◆ ACTION ITEM
Write the listing below again, word for word.
STUDY MATERIAL Block Start
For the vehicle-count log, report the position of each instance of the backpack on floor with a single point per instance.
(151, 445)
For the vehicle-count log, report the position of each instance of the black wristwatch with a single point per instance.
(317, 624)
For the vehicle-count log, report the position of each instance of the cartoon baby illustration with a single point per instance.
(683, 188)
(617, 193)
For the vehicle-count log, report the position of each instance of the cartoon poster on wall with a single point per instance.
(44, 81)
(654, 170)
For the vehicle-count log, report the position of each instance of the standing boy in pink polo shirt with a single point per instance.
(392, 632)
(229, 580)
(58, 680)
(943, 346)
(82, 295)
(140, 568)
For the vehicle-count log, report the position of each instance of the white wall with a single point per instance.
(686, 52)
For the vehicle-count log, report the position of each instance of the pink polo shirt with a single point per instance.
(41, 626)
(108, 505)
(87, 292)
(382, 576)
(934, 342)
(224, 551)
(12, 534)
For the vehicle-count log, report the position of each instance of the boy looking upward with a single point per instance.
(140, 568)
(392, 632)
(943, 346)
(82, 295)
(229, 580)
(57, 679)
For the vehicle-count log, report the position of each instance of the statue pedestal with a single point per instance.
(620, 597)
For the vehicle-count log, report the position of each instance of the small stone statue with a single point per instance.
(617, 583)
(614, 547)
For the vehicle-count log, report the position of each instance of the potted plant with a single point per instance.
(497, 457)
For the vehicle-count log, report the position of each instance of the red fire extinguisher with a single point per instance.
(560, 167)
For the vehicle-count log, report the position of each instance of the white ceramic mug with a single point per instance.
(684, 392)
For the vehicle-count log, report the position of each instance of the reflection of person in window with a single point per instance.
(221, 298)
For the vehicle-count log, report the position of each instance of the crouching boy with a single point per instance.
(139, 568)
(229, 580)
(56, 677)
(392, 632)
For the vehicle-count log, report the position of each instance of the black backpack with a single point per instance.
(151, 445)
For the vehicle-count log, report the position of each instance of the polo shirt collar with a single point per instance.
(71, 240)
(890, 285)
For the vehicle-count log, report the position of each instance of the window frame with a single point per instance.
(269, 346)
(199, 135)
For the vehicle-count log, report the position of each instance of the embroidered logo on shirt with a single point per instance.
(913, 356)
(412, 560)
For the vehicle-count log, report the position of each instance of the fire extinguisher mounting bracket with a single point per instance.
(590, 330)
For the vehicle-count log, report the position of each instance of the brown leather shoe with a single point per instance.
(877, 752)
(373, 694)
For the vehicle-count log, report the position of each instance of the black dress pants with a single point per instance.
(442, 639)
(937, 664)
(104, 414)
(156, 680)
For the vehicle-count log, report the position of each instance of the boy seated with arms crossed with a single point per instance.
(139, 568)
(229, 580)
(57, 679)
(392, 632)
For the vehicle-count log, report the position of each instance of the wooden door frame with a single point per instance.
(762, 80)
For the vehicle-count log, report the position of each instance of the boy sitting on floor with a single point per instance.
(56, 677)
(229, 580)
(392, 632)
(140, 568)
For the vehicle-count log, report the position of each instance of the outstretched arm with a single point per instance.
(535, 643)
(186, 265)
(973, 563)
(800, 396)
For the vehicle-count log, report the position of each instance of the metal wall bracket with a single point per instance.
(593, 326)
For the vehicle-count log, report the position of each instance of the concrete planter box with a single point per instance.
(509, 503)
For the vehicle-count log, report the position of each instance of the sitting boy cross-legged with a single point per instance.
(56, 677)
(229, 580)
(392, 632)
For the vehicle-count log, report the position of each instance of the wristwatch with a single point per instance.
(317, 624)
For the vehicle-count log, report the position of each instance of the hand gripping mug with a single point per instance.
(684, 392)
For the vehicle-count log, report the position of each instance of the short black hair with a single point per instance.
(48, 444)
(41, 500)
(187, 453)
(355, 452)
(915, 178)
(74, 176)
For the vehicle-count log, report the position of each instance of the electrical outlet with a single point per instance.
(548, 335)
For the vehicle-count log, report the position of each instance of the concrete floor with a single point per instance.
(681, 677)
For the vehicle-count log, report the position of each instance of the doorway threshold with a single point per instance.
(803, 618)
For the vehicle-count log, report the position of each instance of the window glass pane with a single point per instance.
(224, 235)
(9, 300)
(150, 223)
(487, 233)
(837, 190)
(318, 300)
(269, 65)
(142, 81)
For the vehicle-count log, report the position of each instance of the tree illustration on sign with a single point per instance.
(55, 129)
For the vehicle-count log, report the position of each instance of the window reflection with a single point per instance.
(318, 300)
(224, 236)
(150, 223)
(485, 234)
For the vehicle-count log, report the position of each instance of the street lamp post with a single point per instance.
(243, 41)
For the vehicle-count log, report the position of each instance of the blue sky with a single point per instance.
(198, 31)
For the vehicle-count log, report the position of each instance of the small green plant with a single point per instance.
STUDY MATERIAL Block End
◆ TASK OUTPUT
For the vehicle-count log, report the position of each instance of the backpack on floor with a single point per instance.
(151, 445)
For the vehicle-count log, report the position of each instance of the black wristwatch with a single point per instance.
(317, 624)
For the vehicle-count log, report the position of each instance of the cartoon baby illustration with a single point per instance.
(683, 188)
(617, 193)
For the vehicle-count log, report the position of each instance of the cartoon poster on wall with a single point per instance.
(44, 81)
(654, 170)
For the vehicle-count log, report the position of each instance of the standing boy in pink polo shirt with a single point per instance.
(392, 632)
(229, 580)
(58, 680)
(943, 346)
(82, 295)
(140, 568)
For the vehicle-count log, report the position of each instance of the white wall with a single point per instance.
(686, 52)
For the vehicle-count log, report the position of each instance of the pink polo shirt with a single point per instance.
(41, 626)
(108, 505)
(87, 292)
(382, 576)
(934, 342)
(224, 551)
(12, 534)
For the vehicle-count log, report the position of each instance of the boy looking upward with a single point per instance.
(140, 568)
(392, 632)
(943, 346)
(82, 295)
(229, 580)
(57, 679)
For the vehicle-count log, report the position of each instance of the statue pedestal with a single point per instance.
(620, 597)
For the vehicle-count log, report the position of each instance of the small stone statue with a single point per instance.
(617, 583)
(614, 547)
For the vehicle-count log, report the position of each instance of the potted plant with a single point per instance.
(497, 457)
For the vehicle-count log, report the position of each instance of the red fire extinguisher with a single point per instance.
(560, 167)
For the vehicle-count log, report the position of each instance of the white ceramic mug with a single point per instance.
(684, 392)
For the vehicle-count log, report the position of each instance of the reflection of person in window with a single point per instance.
(221, 298)
For the vehicle-count log, report the position of each instance of the crouching boy with a single point per instance.
(139, 568)
(229, 580)
(56, 677)
(392, 632)
For the vehicle-count log, report the position of each instance of the black backpack with a single point per instance.
(151, 445)
For the vehicle-count log, report the position of each instance of the polo shirt collar with a single point per instance.
(71, 240)
(890, 285)
For the vehicle-count log, report the position of each instance of the window frame with a single point per instance.
(269, 346)
(199, 135)
For the vehicle-count log, report the position of each instance of the embroidered logo on shirt with a single point per instance.
(913, 356)
(412, 560)
For the vehicle-count log, report the position of each instance of the fire extinguisher mounting bracket with a single point per instance.
(590, 330)
For the vehicle-count log, report the position of each instance of the brown leather shoe with a single point per instance.
(877, 752)
(373, 694)
For the vehicle-count log, report the position of each instance of the black dress pants with a single point per instance.
(442, 639)
(937, 664)
(104, 414)
(156, 680)
For the vehicle-count log, report the position of each instance of the boy seated with arms crossed with a single point per instance.
(139, 568)
(229, 580)
(57, 679)
(392, 632)
For the vehicle-count log, report the position of each instance of the wooden door frame with a single point per instance.
(762, 80)
For the vehicle-count log, report the position of each instance of the boy sitting on floor with a single point per instance.
(56, 677)
(229, 580)
(392, 632)
(140, 568)
For the vehicle-count log, report the position of each instance of the outstretched arm with a single point per instance.
(535, 643)
(186, 265)
(973, 563)
(800, 396)
For the vehicle-count log, report the position of each instance of the metal wall bracket with a single point per instance.
(593, 326)
For the vehicle-count log, report the position of each instance of the concrete planter box with a single point per instance.
(509, 503)
For the vehicle-count log, report the position of each instance of the sitting boy cross-legged with a single point per instance.
(56, 677)
(229, 580)
(392, 632)
For the vehicle-count log, report the position of each instance of the wristwatch with a single point per instance.
(317, 624)
For the vehicle-count log, report the position of each instance of the hand gripping mug with a single point per instance.
(684, 392)
For the vehicle-count log, report the position of each instance of the short black hair with a single point per instance.
(48, 444)
(41, 500)
(187, 453)
(355, 452)
(915, 178)
(74, 176)
For the vehicle-count log, report the position of each instance of the electrical outlet with a single point per instance.
(548, 335)
For the vehicle-count log, report the position of each instance of the concrete floor with a single point per instance.
(681, 677)
For the vehicle-count log, report the position of each instance of the doorway threshold with a single point per instance.
(803, 618)
For the vehicle-count log, report the position of each instance of the window glass pane with a single point per instance.
(224, 235)
(9, 300)
(150, 223)
(487, 233)
(837, 190)
(318, 300)
(269, 65)
(142, 81)
For the vehicle-count log, report the position of each instance of the tree illustration on sign with a single point per instance.
(55, 129)
For the vehicle-count log, report the position of each instance of the window reflection with a single point per instance.
(318, 300)
(224, 236)
(150, 223)
(485, 234)
For the vehicle-count log, report the position of each instance of the street lamp post with a single point per instance.
(243, 41)
For the vehicle-count log, report the position of each instance of the blue sky with a single point per instance.
(198, 31)
For the vehicle-count log, report the position of each instance of the small green plant with a single point per instance.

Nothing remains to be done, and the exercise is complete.